Jumat, 22 Juni 2012

Belajar dari dolanan


Beberapa waktu lalu saya dan teman-teman berkunjung ke daerah Pandes,Bantul, Yogyakarta. Saat itu kita ingin membuat sebuah film dokumenter di daerah tersebut. Disana terdapat sebuah kampung dimana terdapat beberapa orang yang sampai masih membuat dolanan tradisional. Hebat memang, di jaman serba modern dan canggih seperti sekarang masih ada orang yang melestarikan mainan tradisonal.
Apalagi hanya tinggal sekitar 6 orang dan dikerjakan oleh orang-orang yang sudah lanjut usia. Tangan-tangan mereka masih terampil dalam membuat mainan seperti manukan, payungan, kitiran,othok-othok,dll.

PERINTAH A: Menurut teks tentang dolanan tradisional, berapa orang yang masih tersisa membuat mainan tersebut?
PERINTAH B: Salin bagian teks tentang dolanan tradisional di antara "Jumat, 22 Juni" dan "melestarikan mainan tradisonal.", termasuk kedua bagian tersebut.
PERINTAH C: Ringkaslah paragraf dalam teks tentang dolanan tradisional yang diawali "Beberapa waktu lalu saya dan teman-teman" tanpa menghilangkan fakta utamanya.

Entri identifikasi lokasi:
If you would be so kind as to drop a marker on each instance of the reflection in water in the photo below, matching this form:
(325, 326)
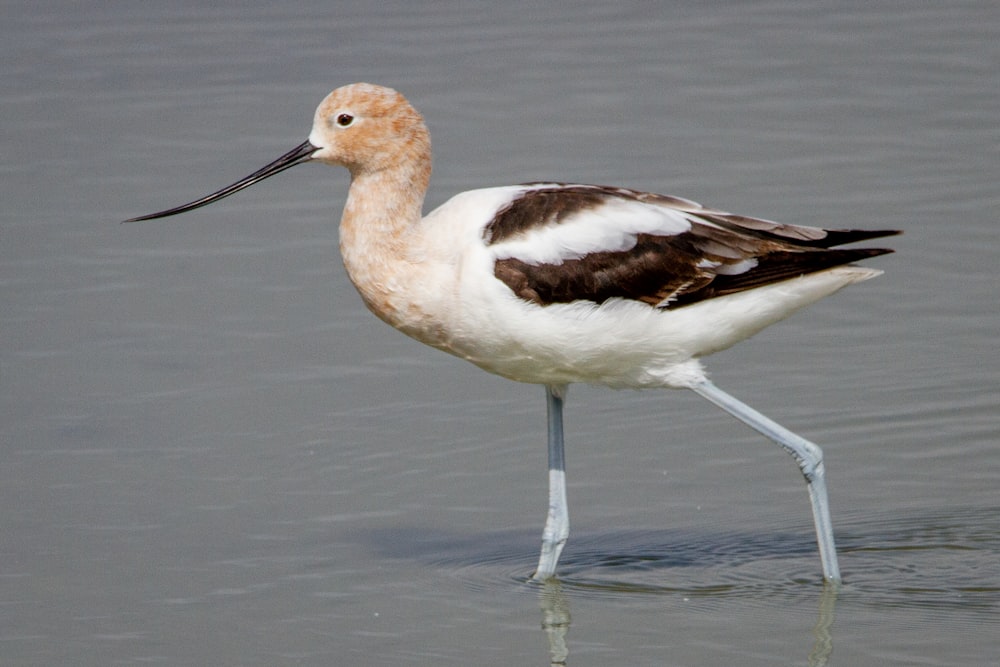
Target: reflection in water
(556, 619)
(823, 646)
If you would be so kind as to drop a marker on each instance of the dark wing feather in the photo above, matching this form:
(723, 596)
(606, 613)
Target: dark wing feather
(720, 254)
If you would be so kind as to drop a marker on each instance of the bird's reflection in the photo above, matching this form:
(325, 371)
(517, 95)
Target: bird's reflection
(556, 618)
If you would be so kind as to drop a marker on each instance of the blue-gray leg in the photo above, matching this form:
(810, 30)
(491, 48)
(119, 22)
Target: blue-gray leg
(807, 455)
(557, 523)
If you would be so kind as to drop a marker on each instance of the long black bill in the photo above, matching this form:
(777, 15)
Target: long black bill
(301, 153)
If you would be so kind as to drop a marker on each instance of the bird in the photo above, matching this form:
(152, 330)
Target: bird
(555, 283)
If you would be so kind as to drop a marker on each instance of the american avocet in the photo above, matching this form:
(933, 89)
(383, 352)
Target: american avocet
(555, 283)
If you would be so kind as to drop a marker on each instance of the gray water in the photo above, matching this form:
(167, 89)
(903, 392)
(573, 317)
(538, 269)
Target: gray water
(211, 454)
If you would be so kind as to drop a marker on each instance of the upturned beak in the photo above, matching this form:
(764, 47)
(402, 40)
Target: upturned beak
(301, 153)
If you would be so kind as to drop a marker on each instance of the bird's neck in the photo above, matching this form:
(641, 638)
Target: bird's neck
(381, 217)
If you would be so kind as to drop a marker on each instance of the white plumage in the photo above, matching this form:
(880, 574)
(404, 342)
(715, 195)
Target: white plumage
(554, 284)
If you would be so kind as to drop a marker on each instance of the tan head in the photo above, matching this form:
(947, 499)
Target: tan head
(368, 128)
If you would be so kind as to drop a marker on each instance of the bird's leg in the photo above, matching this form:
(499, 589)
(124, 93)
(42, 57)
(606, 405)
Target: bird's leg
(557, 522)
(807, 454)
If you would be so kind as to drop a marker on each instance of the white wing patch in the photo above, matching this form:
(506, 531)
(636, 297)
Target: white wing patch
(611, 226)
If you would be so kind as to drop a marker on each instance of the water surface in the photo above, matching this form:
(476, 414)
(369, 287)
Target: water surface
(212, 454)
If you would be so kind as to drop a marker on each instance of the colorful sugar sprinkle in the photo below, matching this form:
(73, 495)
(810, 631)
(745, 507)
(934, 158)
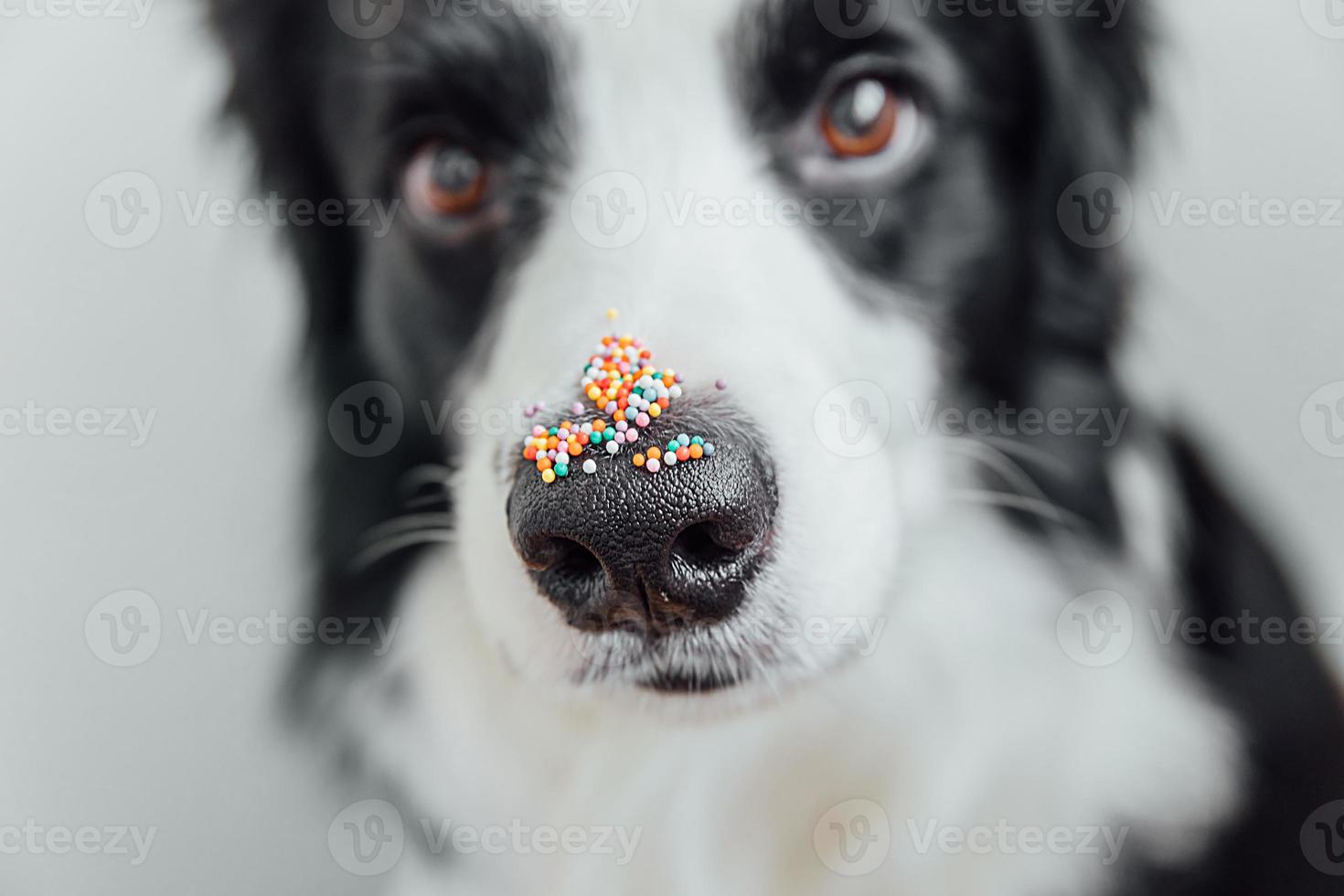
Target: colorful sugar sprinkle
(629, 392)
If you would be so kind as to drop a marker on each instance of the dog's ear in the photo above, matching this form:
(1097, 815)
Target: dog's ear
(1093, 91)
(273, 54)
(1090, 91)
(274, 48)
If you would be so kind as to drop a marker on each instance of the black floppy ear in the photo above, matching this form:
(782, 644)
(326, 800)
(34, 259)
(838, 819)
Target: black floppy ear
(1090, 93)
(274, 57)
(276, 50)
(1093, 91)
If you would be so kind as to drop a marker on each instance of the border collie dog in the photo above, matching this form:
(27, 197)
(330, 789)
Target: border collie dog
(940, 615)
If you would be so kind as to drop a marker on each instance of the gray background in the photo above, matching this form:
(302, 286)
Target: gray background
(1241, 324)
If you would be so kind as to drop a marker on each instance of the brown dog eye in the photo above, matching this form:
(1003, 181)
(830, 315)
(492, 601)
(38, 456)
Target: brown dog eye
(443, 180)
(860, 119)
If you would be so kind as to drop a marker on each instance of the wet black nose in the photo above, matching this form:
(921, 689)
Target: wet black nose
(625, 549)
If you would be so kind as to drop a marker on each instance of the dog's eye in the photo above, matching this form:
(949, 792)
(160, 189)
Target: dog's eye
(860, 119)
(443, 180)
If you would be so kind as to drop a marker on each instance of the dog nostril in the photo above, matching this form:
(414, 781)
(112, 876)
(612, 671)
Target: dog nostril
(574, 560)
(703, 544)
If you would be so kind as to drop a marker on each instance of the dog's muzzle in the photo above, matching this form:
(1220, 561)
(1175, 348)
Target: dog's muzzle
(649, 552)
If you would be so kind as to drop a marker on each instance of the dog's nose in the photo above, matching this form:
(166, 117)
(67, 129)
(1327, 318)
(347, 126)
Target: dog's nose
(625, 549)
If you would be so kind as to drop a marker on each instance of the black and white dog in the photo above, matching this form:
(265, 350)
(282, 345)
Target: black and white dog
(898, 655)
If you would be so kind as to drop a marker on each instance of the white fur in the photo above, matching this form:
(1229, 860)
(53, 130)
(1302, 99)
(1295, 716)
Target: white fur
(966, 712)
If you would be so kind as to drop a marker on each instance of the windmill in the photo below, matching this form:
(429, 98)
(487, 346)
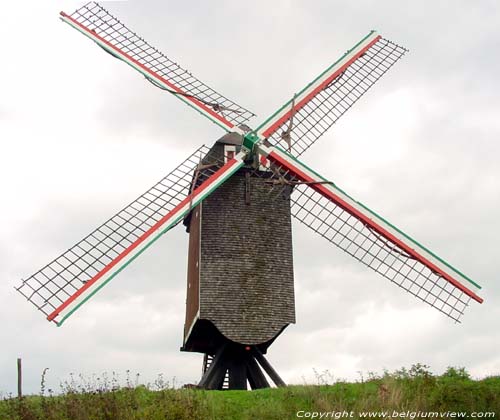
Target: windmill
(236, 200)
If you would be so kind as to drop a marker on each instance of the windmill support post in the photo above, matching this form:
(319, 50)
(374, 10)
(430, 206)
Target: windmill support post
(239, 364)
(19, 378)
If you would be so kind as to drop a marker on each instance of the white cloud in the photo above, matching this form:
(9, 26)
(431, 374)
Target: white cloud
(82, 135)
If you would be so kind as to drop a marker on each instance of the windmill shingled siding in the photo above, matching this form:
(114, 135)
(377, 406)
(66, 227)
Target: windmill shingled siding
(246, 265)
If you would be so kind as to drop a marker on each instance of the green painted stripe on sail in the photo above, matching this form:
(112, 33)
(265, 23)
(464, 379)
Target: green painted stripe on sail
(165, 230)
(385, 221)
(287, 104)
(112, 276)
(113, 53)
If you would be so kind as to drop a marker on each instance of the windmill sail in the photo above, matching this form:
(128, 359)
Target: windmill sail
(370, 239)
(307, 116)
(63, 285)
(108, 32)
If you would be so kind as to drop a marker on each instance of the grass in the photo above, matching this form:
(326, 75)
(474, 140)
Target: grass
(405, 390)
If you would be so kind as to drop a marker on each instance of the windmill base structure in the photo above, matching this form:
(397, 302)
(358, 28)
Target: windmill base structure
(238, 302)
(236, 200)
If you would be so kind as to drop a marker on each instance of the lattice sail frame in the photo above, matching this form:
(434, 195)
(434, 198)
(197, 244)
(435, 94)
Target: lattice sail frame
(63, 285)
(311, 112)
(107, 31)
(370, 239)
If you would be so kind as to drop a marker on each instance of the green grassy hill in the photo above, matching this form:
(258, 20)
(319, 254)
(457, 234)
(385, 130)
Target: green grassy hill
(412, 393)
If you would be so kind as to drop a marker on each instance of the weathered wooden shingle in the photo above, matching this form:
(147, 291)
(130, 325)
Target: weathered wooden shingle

JAWABAN A: Sekitar 6 orang.

JAWABAN B:
Jumat, 22 Juni 2012

Belajar dari dolanan


Beberapa waktu lalu saya dan teman-teman berkunjung ke daerah Pandes,Bantul, Yogyakarta. Saat itu kita ingin membuat sebuah film dokumenter di daerah tersebut. Disana terdapat sebuah kampung dimana terdapat beberapa orang yang sampai masih membuat dolanan tradisional. Hebat memang, di jaman serba modern dan canggih seperti sekarang masih ada orang yang melestarikan mainan tradisonal.

JAWABAN C: Penulis dan teman-teman pernah mengunjungi Pandes, Bantul, Yogyakarta, untuk membuat film dokumenter. Di sebuah kampung di sana, beberapa orang masih membuat dolanan tradisional, suatu upaya pelestarian yang mengesankan di zaman modern.